### [Directions for this task]
Reproduce every line of the records below, requests included, scaling each point coordinate in the answers by 0.45 and rounding the results to whole numbers, with halves rounded up.

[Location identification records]
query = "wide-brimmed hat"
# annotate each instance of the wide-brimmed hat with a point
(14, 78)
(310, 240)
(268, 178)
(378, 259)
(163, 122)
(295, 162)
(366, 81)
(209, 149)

### [Solved exercise]
query = "wide-brimmed hat"
# annotate each instance of the wide-brimmed hat with a point
(6, 35)
(140, 108)
(121, 80)
(170, 117)
(73, 55)
(133, 73)
(165, 36)
(94, 67)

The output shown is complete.